# [PROBLEM DESCRIPTION]
Lay out the entries below as a Markdown table with the columns Row and Line, from the first line up to and including the line with "(344, 0), (366, 248)". Number each line, skip blank lines, and leave the pictures out.
----
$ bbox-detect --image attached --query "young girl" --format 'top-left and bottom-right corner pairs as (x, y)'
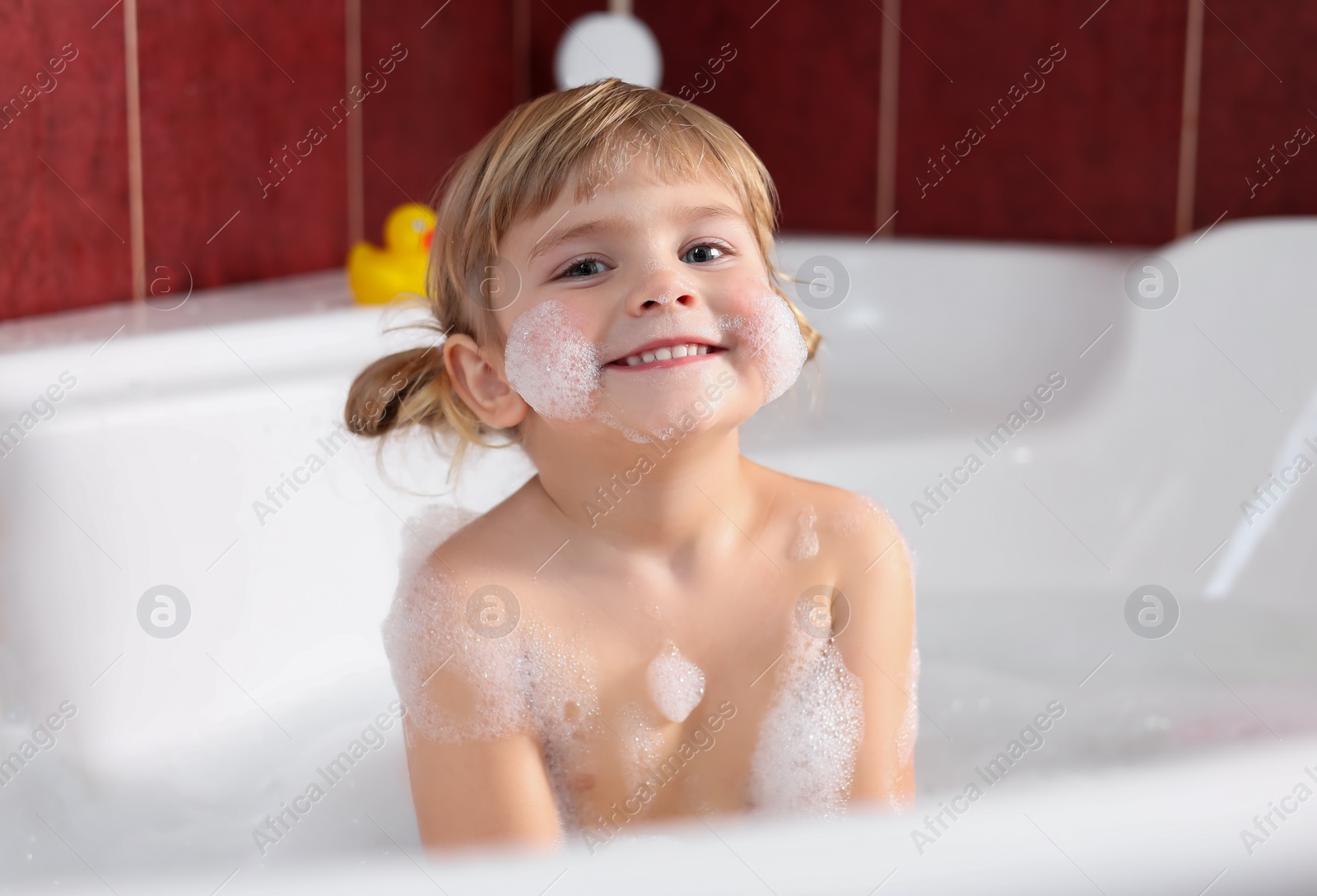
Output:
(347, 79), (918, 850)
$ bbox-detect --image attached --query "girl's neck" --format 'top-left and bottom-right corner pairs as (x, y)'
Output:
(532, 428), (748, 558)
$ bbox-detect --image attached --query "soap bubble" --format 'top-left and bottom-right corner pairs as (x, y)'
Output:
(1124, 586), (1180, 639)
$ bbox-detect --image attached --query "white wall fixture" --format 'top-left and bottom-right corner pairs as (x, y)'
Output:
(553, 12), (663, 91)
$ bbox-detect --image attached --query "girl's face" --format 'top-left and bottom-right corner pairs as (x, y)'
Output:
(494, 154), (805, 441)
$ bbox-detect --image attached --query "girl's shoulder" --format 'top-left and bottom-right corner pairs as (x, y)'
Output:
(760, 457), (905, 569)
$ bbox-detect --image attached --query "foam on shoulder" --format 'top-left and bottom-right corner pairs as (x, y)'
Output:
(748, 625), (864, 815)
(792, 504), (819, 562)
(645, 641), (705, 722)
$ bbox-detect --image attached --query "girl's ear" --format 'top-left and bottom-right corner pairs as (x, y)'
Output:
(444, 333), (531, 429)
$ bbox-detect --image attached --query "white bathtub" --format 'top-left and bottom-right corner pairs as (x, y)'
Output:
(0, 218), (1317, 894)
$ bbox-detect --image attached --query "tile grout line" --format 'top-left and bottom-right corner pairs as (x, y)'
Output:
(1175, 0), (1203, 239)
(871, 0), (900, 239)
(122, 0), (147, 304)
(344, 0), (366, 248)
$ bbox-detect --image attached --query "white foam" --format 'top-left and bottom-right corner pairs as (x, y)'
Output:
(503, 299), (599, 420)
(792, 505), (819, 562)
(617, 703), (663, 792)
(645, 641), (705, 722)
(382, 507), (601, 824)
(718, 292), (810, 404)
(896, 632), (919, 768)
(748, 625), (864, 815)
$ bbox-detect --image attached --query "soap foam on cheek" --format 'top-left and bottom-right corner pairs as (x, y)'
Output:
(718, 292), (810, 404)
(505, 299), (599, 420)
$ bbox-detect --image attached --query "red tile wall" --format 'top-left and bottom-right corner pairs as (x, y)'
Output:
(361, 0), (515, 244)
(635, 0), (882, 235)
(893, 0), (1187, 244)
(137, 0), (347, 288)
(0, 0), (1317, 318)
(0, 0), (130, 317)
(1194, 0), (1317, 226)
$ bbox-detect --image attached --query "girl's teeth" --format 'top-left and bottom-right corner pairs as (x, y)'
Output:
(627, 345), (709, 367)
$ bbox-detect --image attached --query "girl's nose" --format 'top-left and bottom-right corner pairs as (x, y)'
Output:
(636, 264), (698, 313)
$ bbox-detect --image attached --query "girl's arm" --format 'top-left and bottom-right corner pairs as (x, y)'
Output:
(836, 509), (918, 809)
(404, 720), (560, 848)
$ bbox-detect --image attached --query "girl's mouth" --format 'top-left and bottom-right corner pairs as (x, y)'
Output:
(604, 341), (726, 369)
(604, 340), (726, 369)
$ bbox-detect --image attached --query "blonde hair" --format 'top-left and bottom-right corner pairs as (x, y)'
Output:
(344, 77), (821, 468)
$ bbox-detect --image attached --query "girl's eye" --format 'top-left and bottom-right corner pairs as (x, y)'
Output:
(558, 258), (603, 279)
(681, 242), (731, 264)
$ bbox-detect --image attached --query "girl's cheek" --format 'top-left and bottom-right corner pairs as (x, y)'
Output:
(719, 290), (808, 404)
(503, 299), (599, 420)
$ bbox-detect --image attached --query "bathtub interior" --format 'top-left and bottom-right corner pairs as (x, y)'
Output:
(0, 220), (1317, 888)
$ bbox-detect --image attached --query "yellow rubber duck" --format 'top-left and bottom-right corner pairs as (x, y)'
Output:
----
# [WRITTEN SOLUTION]
| Row | Line |
|---|---|
| 1 | $ bbox-detect --image attached --query "young girl" --format 'top-left and bottom-right corner pairs as (x, y)' |
| 2 | Output: |
| 3 | (347, 79), (918, 850) |
| 4 | $ bbox-detect --image attached --query "girl's neck" --format 'top-left and bottom-right corner pairs as (x, y)' |
| 5 | Output: |
| 6 | (532, 428), (748, 558) |
| 7 | $ bbox-detect --image attached --query "soap bubble" --format 'top-left and bottom-right corner pairs as (x, y)' |
| 8 | Output: |
| 9 | (1124, 586), (1180, 639) |
| 10 | $ bbox-detect --image attached --query "white wall fixture" --format 'top-left and bottom-right corner pairs as (x, y)' |
| 11 | Output: |
| 12 | (553, 12), (663, 91) |
| 13 | $ bbox-detect --image attached --query "girl's face" --format 'top-left and bottom-right corner pairs as (x, y)' |
| 14 | Output: |
| 15 | (494, 154), (805, 441) |
| 16 | $ bbox-detect --image attached --query "girl's shoulder" --format 'top-left and bottom-right corner pairs as (x, y)' |
| 17 | Output: |
| 18 | (760, 457), (905, 569) |
| 19 | $ bbox-detect --image attached --query "foam on shoulder" --format 'top-left and bottom-right corner pairs as (x, y)' |
| 20 | Output: |
| 21 | (748, 625), (864, 815) |
| 22 | (792, 504), (819, 562) |
| 23 | (645, 641), (705, 722) |
| 24 | $ bbox-detect --image attached --query "girl's ear" --format 'top-left and bottom-right corner pairs as (x, y)' |
| 25 | Output: |
| 26 | (444, 333), (531, 429) |
| 27 | $ bbox-detect --image attached --query "white bathtub" --format 'top-left and bottom-right corner pairs as (x, y)' |
| 28 | Output: |
| 29 | (0, 218), (1317, 894) |
| 30 | $ bbox-detect --image attached --query "tile grout line" --format 'top-left and bottom-right corner pairs as (x, y)' |
| 31 | Output: |
| 32 | (1175, 0), (1203, 239) |
| 33 | (871, 0), (900, 239) |
| 34 | (122, 0), (147, 304) |
| 35 | (344, 0), (366, 248) |